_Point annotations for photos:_
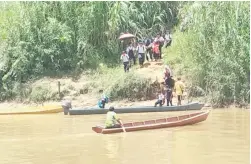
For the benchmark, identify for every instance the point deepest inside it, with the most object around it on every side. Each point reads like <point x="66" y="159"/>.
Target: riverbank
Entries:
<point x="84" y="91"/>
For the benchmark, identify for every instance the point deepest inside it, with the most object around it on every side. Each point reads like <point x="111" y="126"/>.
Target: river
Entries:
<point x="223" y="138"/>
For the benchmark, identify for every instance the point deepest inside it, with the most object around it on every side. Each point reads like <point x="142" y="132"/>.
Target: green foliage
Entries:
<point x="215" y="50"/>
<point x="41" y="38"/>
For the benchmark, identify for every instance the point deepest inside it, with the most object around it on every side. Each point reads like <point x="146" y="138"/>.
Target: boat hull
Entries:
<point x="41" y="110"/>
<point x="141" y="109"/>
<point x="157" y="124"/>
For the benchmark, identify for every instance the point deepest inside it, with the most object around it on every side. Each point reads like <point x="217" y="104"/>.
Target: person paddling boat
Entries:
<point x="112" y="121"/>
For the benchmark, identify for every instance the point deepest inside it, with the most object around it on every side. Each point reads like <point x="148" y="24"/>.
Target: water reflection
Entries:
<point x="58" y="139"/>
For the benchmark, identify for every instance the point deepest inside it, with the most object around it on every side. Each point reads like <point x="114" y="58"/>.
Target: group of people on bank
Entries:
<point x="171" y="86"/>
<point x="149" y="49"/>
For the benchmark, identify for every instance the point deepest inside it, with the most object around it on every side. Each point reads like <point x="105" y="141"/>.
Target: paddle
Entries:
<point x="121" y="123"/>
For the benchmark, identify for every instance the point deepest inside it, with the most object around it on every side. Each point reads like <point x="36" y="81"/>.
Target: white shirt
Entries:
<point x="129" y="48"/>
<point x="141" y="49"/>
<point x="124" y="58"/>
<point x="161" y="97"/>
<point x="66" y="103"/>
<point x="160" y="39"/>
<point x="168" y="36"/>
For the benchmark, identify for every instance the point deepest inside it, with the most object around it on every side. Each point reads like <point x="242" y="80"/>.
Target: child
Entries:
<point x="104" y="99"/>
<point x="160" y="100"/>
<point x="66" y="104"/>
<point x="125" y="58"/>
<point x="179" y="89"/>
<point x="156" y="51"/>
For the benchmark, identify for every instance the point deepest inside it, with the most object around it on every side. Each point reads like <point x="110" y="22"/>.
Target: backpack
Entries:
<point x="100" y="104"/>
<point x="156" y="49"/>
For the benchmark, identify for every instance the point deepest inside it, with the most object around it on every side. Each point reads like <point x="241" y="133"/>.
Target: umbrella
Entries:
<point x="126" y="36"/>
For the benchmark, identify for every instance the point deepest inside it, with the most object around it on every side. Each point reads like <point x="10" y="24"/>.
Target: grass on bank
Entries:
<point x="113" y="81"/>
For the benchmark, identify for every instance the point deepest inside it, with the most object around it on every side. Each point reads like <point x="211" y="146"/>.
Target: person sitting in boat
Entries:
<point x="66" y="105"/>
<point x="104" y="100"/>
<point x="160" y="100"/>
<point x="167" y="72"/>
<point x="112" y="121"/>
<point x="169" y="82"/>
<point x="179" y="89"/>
...
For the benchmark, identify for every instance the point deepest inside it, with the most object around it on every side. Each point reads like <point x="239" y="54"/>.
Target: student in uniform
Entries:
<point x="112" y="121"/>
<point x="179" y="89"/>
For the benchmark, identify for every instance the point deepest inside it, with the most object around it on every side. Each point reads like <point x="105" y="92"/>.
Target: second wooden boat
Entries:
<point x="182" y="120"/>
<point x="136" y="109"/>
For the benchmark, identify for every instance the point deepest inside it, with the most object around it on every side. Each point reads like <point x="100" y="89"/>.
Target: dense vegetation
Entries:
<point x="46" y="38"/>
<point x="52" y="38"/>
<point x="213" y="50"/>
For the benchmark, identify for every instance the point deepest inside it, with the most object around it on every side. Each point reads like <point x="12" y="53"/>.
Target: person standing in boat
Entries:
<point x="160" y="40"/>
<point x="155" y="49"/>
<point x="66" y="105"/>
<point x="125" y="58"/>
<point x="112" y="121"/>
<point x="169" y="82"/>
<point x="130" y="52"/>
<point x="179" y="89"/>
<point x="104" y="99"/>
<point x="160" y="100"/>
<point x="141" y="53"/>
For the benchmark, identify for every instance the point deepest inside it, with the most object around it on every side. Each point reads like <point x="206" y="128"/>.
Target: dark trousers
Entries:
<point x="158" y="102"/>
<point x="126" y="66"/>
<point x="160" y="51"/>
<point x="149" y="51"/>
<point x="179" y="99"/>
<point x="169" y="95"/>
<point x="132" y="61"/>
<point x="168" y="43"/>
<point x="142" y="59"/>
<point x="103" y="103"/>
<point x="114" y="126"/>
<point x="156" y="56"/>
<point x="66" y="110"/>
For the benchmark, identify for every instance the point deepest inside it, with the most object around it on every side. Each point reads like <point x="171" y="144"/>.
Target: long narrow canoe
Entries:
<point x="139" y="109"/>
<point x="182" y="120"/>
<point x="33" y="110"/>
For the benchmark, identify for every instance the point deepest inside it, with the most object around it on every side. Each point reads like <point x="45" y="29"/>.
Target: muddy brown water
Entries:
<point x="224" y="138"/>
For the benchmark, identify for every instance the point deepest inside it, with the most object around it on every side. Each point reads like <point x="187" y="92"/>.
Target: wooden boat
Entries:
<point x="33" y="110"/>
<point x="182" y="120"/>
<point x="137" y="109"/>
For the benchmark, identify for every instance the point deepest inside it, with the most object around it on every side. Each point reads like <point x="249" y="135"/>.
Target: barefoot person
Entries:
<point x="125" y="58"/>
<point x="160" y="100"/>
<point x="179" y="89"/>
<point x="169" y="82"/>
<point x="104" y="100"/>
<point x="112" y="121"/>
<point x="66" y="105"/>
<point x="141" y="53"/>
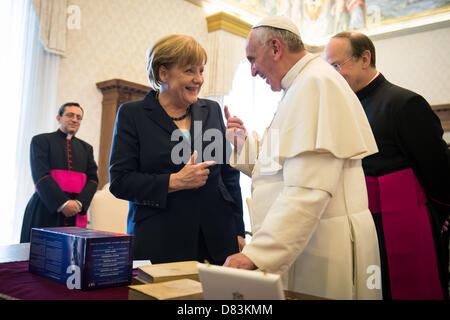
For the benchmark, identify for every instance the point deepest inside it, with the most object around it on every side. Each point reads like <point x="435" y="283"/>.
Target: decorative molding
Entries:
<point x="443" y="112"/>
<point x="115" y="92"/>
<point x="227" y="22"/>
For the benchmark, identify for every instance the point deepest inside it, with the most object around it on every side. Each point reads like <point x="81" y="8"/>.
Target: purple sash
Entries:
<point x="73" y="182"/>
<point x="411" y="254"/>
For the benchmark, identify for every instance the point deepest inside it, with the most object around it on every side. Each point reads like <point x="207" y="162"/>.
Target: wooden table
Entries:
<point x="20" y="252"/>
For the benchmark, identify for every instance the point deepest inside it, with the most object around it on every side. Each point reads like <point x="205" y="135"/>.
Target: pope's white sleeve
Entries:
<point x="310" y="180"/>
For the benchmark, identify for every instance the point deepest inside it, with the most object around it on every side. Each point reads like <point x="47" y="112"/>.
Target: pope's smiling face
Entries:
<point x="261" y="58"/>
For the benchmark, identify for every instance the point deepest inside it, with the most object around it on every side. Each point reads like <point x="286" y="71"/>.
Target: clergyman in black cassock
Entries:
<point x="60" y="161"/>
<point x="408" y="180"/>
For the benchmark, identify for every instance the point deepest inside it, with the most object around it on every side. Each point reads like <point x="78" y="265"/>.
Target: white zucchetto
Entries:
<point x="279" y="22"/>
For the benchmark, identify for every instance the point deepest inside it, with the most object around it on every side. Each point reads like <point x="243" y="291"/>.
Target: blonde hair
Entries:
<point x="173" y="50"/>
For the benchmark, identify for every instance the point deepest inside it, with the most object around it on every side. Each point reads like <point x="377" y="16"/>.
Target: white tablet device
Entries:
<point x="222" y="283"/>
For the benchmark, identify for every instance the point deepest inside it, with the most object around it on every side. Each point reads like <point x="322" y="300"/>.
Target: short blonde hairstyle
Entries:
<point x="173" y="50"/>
--
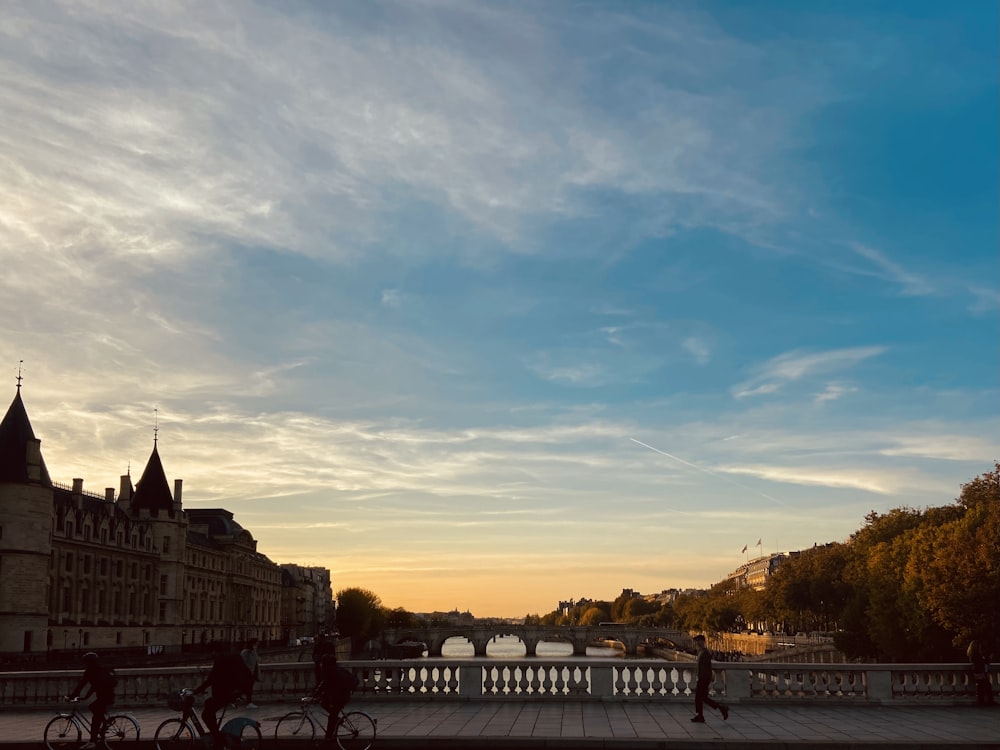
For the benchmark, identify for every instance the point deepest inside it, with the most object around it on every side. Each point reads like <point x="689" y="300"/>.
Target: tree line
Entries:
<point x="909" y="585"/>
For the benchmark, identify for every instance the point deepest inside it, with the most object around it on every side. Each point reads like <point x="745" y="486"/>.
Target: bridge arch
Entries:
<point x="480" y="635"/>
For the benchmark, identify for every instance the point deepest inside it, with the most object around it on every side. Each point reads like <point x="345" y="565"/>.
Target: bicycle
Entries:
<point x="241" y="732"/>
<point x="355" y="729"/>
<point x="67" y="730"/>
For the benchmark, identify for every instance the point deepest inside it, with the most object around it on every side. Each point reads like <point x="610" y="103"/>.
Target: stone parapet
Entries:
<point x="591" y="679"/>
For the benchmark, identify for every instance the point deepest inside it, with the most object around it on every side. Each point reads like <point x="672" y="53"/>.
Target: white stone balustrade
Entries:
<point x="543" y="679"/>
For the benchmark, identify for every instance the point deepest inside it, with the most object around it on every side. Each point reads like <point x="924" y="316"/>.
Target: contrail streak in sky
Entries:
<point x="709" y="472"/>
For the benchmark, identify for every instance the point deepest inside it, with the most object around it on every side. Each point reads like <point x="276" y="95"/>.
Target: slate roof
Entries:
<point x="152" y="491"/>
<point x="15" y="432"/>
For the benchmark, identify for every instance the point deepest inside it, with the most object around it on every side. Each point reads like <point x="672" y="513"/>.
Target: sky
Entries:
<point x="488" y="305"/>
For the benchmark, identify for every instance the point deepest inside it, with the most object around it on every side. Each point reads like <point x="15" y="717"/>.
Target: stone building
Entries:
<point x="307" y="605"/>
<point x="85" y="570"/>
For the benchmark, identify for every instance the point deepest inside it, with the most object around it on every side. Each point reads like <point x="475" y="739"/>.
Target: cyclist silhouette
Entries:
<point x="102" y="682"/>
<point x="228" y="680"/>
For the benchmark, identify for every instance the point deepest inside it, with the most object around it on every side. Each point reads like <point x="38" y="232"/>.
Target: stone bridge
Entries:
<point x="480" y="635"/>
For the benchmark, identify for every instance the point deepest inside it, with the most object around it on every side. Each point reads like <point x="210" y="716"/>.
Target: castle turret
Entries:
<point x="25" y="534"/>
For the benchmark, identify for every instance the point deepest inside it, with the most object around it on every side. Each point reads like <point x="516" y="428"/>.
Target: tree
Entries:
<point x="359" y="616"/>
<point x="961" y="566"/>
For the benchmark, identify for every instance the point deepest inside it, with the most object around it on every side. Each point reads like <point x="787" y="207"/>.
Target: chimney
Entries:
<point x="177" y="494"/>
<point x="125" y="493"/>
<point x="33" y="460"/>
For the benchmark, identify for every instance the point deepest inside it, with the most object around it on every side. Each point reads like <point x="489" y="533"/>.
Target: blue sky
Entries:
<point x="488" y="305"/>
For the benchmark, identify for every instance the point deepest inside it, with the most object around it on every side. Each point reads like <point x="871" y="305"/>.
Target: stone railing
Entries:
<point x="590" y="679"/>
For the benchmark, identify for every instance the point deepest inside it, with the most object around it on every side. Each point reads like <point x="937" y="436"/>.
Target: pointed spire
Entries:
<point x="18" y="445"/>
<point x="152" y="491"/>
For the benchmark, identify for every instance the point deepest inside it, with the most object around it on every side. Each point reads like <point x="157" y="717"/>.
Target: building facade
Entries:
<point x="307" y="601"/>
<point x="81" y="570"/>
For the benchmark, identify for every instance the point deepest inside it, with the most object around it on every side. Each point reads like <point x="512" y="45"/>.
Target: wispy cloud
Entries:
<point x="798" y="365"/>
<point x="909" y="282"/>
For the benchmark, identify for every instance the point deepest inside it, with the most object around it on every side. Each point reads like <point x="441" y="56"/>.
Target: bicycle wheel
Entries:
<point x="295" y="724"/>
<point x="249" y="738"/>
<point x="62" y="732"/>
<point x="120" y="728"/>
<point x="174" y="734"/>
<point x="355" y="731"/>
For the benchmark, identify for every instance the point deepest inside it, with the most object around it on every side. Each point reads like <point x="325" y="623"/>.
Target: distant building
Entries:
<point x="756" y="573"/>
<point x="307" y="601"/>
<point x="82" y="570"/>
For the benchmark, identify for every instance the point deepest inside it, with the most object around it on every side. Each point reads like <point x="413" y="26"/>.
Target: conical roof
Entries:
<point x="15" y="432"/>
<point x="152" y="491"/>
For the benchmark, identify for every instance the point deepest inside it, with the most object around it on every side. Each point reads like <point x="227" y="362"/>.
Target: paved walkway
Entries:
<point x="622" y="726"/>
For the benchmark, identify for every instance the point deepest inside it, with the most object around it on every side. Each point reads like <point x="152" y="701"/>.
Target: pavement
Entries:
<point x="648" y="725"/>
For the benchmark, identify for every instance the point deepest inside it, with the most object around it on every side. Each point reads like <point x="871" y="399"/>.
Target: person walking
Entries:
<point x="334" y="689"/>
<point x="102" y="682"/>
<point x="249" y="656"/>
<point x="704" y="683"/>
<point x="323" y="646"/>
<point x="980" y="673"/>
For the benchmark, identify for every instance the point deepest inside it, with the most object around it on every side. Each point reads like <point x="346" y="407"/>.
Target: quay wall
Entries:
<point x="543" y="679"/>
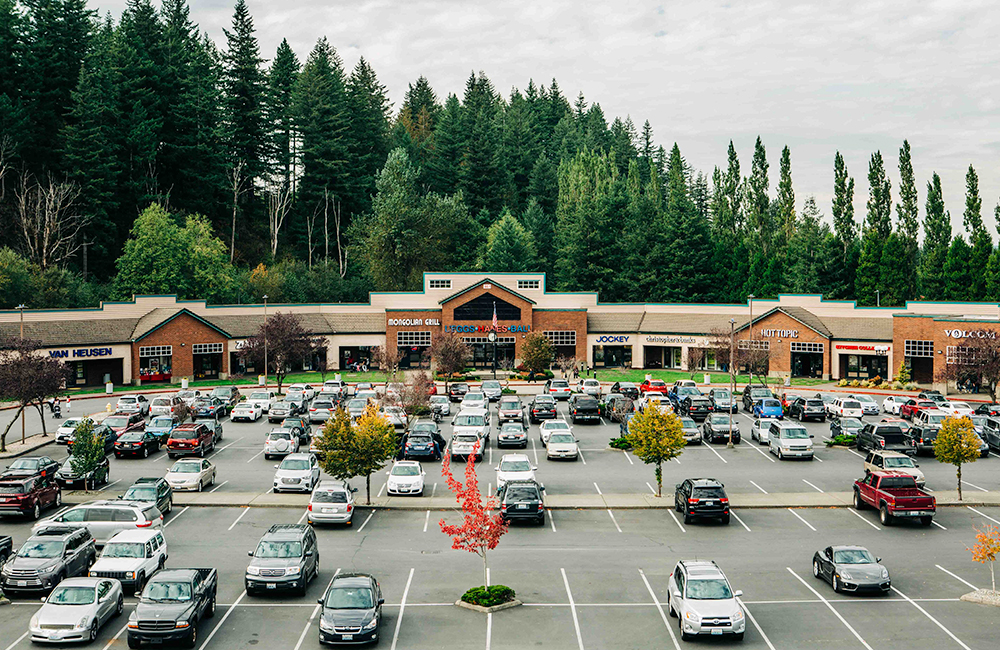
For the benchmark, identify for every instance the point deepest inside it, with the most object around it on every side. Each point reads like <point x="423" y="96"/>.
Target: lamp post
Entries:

_WRITTEN INSTRUCTION:_ Report every line of the records above that contains the word "wooden", matching its case exactly.

_OUTPUT BELOW:_
Target: second wooden boat
Target: wooden boat
Target: wooden table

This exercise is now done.